* [Assigned task] Find the number of lines below in which the word "person" appears, and write that number only.
+-------+
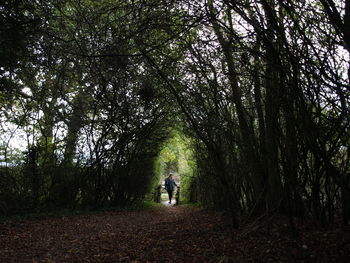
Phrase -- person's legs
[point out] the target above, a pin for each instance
(170, 194)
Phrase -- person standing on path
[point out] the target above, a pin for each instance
(169, 186)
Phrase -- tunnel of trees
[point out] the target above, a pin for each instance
(257, 93)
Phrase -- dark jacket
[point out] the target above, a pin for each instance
(170, 184)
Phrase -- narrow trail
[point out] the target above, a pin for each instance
(166, 234)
+-------+
* [Solution below] 2